Fra Siena e il Brasile uno scambo possibile

La basi di un accordo di cooperazione per la produzione di materiale didattico

Andrea Lombardi

È possibile migliorare l'insegnamento dell'italiano in Brasile (sia quello della lingua che la cultura e la letteratura)? Questa è una domanda costante e legittima di docenti e studenti impegnati nei corsi di laurea e post laurea delle nostre università e nelle molte e positive iniziative di corsi di lingua di associazioni, enti, comprese le istituzioni degli stati di alcune regioni brasiliane (San Paolo, Paranà, Santa Catarina, Rio Grande do Sul, tra gli altri). Considerando l'insieme degli utenti, pur a livelli differenti, non devono essere meno di 30 mila gli studenti dei corsi d'italiano. Un numero rilevante che giustifica un approfondimento. Il I Seminario di Studi linguistici dell'italiano, tenutosi presso la UFRJ con la partecipazione di una delegazione dell'Università di Siena qualificatissima, di almeno rappresentanti di 5 università brasiliane (USP, UFF, UFBA, UERJ l'università ospitante, la UFRJ), e l'appoggio fattivo dell'Istituto di Cultura di Rio de Janeiro e quello di San Paolo, è un tassello importante di una risposta a questa esigenza di approfondimento. Difatto, sono ancora poche le iniziative delle istituzioni di ricerca italiane con il fine di aumentare lo scambio fra ricercatori dei due paesi (analogamente a quanto viene svolto, per es., dal DAAD tedesco ed il Cofecub con la Francia.
Una prima domanda è se l'italiano debba considerarsi una "lingua di cultura" La domanda è cioè se l'italiano è veicolo per accedere alla tradizione culturale italiana (la tradizione classica) o ad aspetti a questa legati (musica, pittura, architettura e molte altri aspetti del sapere)? In fondo, questa domanda non necessariamente accademica può alludere a una problematica accessoria e non irrilevante: si tratta della questione degli sbocchi professionali, che influenzano la scelta di studiare una lingua e una cultura piuttosto che un'altra. Una lingua, come quella italiana, che 'rende' meno dell'inglese o di molte delle altre professioni che il mondo contemporaneo (postmoderno, globalizzato) offre.

# CONSEGNA A
Cita integralmente dal testo la parte che comincia con le parole contenenti "Una prima domanda" e termina con "(postmoderno, globalizzato) offre.".
Il testo e l'elenco hanno origini diverse.

# MATERIALE FORNITO
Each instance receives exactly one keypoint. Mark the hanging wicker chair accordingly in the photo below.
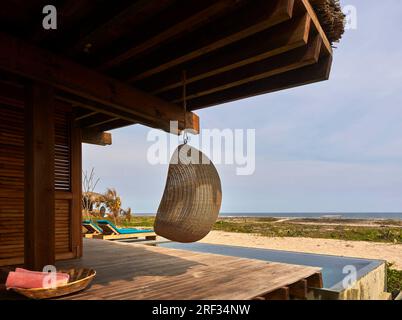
(192, 198)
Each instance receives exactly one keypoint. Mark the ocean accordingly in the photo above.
(344, 215)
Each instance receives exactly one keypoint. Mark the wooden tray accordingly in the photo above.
(80, 279)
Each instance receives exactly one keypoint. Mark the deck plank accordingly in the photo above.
(136, 271)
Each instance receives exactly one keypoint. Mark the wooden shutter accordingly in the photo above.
(11, 176)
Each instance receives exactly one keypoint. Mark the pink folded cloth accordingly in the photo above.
(27, 279)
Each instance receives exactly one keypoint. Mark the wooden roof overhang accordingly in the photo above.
(122, 63)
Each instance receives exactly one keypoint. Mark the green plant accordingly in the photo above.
(394, 279)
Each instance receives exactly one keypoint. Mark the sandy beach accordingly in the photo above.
(360, 249)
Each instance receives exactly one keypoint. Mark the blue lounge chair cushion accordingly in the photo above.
(123, 230)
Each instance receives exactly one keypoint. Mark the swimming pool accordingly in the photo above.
(333, 267)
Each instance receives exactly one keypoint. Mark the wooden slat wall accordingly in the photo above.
(68, 241)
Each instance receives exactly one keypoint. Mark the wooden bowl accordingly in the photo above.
(79, 280)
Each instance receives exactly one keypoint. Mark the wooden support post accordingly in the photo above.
(76, 183)
(39, 211)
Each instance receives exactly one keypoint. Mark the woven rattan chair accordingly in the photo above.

# CONSEGNA B
Riscrivi la parte dell'elenco che inizia con la riga contenente "Each instance receives exactly one keypoint. Mark the blue" e arriva fino alla fine dell'elenco, sostituendo "wooden" con "bamboo" e lasciando invariato tutto il resto.

# RISPOSTA A
Una prima domanda è se l'italiano debba considerarsi una "lingua di cultura" La domanda è cioè se l'italiano è veicolo per accedere alla tradizione culturale italiana (la tradizione classica) o ad aspetti a questa legati (musica, pittura, architettura e molte altri aspetti del sapere)? In fondo, questa domanda non necessariamente accademica può alludere a una problematica accessoria e non irrilevante: si tratta della questione degli sbocchi professionali, che influenzano la scelta di studiare una lingua e una cultura piuttosto che un'altra. Una lingua, come quella italiana, che 'rende' meno dell'inglese o di molte delle altre professioni che il mondo contemporaneo (postmoderno, globalizzato) offre.

# RISPOSTA B
Each instance receives exactly one keypoint. Mark the blue lounge chair cushion accordingly in the photo above.
(123, 230)
Each instance receives exactly one keypoint. Mark the swimming pool accordingly in the photo above.
(333, 267)
Each instance receives exactly one keypoint. Mark the bamboo slat wall accordingly in the photo above.
(68, 241)
Each instance receives exactly one keypoint. Mark the bamboo bowl accordingly in the photo above.
(79, 280)
Each instance receives exactly one keypoint. Mark the bamboo support post accordingly in the photo above.
(76, 183)
(39, 211)
Each instance receives exactly one keypoint. Mark the woven rattan chair accordingly in the photo above.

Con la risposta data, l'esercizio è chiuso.